=== Excerpted passage ===

<<<<

The reason I made this was an old Amazon interview question. The question was basically, "Find the median of a huge data set without sorting it," and the "correct" answer was to have a fixed size sorted buffer and randomly evict items from it and then use the median of the buffer. However, a candidate I was interviewing had a really brilliant insight: if we estimate the median and move it a small amount for each new data point, it would be pretty close. I ended up doing some research on this and found P^2, which is a more sophisticated version of that insight.
: https://arxiv.org/pdf/1902.04023.pdf / https://github.com/tdunning/t-digest
Yeah, that was one of the reasons we chose it as one of the ones to implement, seemed like that was a really interesting tradeoff, we also used uddsketch which provides relative error guarantees, which is pretty nifty. We thought they provided different enough tradeoffs that we wanted to implement both.
(The TimescaleDB Toolkit is also implemented in Rust)
Interesting will have to take a look! Thanks for sharing!
(NB: Post author here).
So, not find, but approximate. That's a different thing.
(that you sort yourself)
Is the storage restriction the point?
Thanks for sharing! Hadn't heard of that algorithm, have seen a number of other ones out there, we chose a couple that we knew about / were requested by users. (And we are open to more user requests if folks want to use other ones! https://github.com/timescale/timescaledb-toolkit and open an issue!)
I had a basic screening call fail once because the expected answer was (in my perspective) more naive than my answer. I'd love it if generating curiosity were an interview +1.

>>>>

=== Record set ===
<<<<

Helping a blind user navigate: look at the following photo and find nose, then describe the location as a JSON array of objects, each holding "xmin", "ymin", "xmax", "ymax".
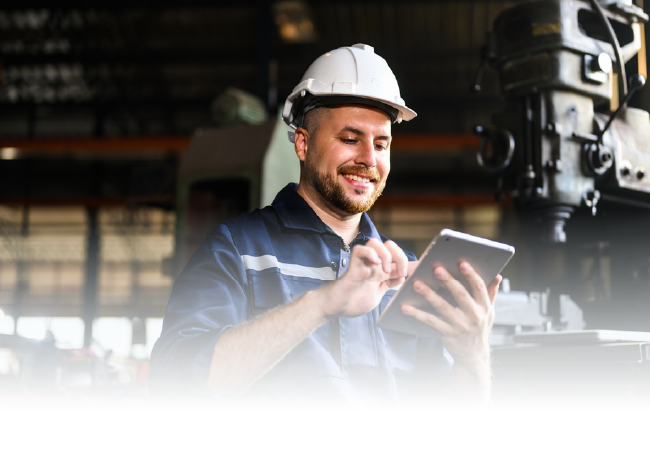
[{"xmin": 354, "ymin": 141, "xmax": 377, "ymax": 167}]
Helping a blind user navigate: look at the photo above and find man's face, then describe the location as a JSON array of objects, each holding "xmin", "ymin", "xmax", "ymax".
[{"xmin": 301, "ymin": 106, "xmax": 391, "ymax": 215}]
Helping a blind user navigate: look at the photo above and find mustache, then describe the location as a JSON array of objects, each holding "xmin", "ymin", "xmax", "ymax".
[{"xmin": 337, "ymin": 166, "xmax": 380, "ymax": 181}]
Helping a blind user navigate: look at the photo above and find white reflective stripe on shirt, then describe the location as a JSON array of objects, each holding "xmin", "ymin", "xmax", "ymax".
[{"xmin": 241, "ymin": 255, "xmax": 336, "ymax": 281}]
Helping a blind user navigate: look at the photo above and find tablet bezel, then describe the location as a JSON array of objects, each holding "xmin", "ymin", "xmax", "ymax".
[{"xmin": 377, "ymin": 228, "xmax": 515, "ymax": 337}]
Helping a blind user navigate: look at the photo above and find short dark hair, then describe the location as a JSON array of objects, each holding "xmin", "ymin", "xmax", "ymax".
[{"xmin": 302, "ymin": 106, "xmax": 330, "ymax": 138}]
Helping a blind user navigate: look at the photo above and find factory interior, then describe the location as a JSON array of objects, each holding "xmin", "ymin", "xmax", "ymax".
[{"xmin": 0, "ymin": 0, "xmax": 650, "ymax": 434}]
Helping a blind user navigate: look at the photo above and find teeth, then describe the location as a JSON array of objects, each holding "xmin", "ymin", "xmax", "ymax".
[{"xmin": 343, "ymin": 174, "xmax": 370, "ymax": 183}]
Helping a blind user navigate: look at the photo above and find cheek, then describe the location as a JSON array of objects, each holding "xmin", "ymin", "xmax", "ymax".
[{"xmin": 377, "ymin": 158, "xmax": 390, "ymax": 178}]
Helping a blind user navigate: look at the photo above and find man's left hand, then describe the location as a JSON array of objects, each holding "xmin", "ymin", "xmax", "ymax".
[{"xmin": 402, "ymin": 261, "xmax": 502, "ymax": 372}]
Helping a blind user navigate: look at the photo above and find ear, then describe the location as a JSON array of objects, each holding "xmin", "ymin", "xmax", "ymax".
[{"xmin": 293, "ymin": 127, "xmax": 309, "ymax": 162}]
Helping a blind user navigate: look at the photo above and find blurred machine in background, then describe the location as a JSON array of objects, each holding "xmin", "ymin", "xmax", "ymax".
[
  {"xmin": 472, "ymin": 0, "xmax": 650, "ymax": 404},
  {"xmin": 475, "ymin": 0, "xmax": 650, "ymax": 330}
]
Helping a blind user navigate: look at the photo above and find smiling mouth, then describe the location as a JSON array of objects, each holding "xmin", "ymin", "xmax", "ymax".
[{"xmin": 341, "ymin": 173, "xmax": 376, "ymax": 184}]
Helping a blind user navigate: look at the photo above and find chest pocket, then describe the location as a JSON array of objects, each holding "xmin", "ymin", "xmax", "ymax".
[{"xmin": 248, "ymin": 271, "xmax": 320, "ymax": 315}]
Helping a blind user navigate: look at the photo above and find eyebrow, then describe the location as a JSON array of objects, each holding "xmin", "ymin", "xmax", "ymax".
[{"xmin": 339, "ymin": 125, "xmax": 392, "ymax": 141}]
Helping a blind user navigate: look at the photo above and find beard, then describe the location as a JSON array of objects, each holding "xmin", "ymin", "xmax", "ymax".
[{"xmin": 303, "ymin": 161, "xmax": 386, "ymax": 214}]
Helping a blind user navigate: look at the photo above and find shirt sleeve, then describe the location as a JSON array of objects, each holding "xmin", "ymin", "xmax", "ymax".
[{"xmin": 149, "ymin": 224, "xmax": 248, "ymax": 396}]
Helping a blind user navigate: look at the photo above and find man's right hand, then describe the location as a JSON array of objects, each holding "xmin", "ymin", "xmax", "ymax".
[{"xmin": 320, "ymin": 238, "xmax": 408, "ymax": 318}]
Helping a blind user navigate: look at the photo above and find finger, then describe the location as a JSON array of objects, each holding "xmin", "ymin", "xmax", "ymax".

>>>>

=== Do this ===
Using the thread on estimating medians, decide whether each statement agrees with it, answering yes or no and quoting the words that settle it: (a) The "correct" interview answer relied on a fixed-size sorted buffer with random eviction. (b) The TimescaleDB Toolkit is implemented in Python. (c) Uddsketch offers absolute error guarantees. The records have no connection to the text.

=== Response for this exercise ===
(a) Yes: "to have a fixed size sorted buffer and randomly evict items from it"
(b) No: "The TimescaleDB Toolkit is also implemented in Rust"
(c) No: "uddsketch which provides relative error guarantees"